- [DOCUMENT SEGMENT]

Thursday, March 31, 2005

goodbye march 2005

miedosa
I just got back from out walking my thoughts. My mind raced between adolescent death wishes and formulating a plan. I had lots to write, but I forgot it all. I remember this, though...
I have nothing to offer. I want to be taken care of. I want to make a man feel like a man and in return I want to feel ensconced in the safety of a man. I want someone that finds my quirkiness cute—as opposed to my insanity unpractical.

Tuesday, March 29, 2005

i think it is time for a new profile picture.

miedosa
this one is begining to look warped.

S.O.S.

miedosa
I feel broken. I don’t speak often because I have nothing left to say. All that is left is uncertainty with a tinge of sadness; nothing worth articulating. There is nothing that fills me, nothing is created and I feel emotions all the time. I need to be changed because I am worn-out and don’t know where to begin.

Thursday, March 24, 2005

productive day...

miedosa
did alot. accomplished nothing... yet.

Thursday, March 17, 2005

why, o why??

- [ROWS]
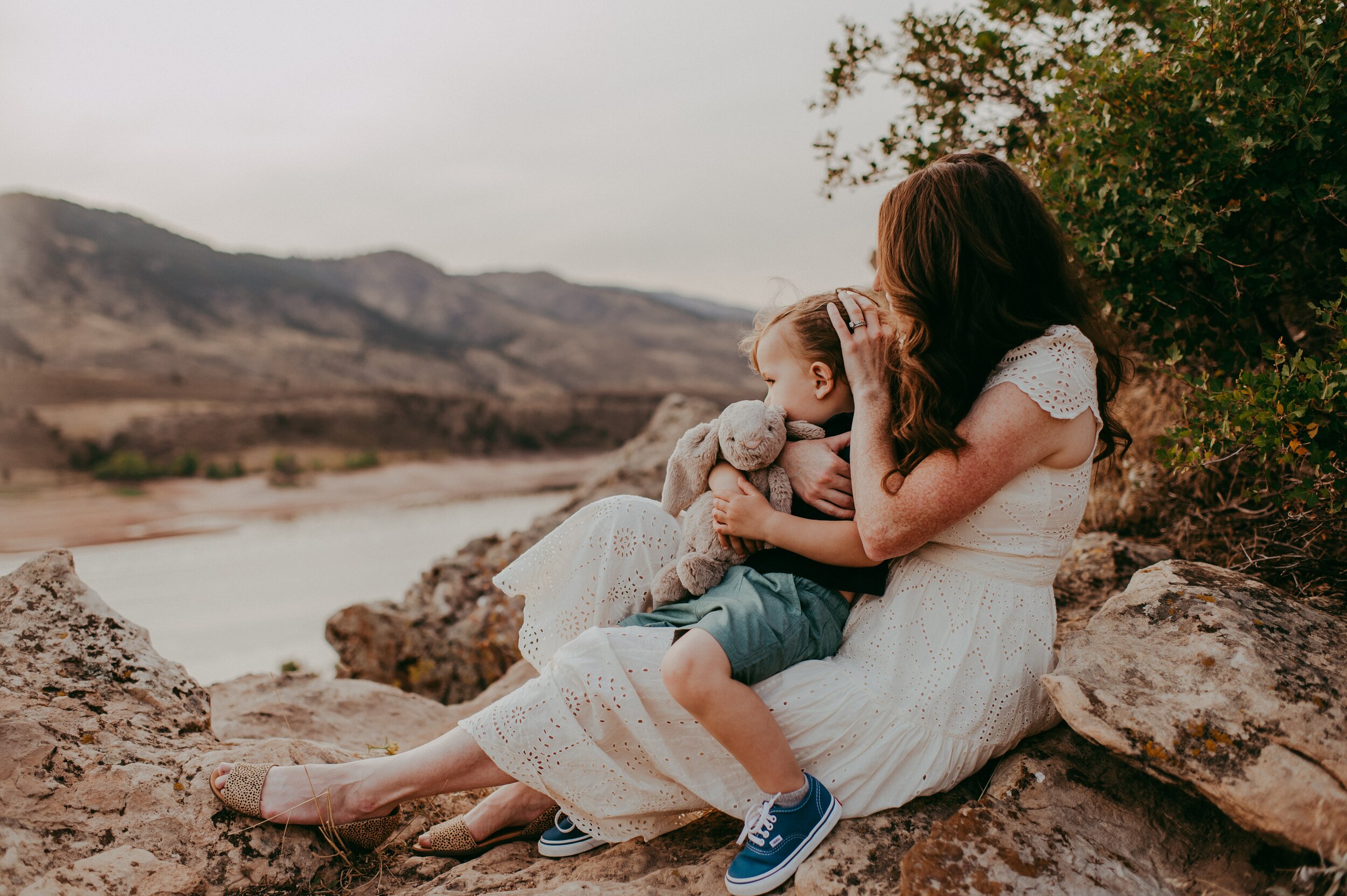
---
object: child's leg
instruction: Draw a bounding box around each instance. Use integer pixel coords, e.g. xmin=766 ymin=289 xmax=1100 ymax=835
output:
xmin=660 ymin=628 xmax=804 ymax=794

- [THE PROBLEM]
Rewrite the blog entries starting with "Tuesday, March 29, 2005" and going on through "where to begin.", putting "exhausted" in place of "worn-out".

- [FINAL RESULT]
Tuesday, March 29, 2005

i think it is time for a new profile picture.

miedosa
this one is begining to look warped.

S.O.S.

miedosa
I feel broken. I don’t speak often because I have nothing left to say. All that is left is uncertainty with a tinge of sadness; nothing worth articulating. There is nothing that fills me, nothing is created and I feel emotions all the time. I need to be changed because I am exhausted and don’t know where to begin.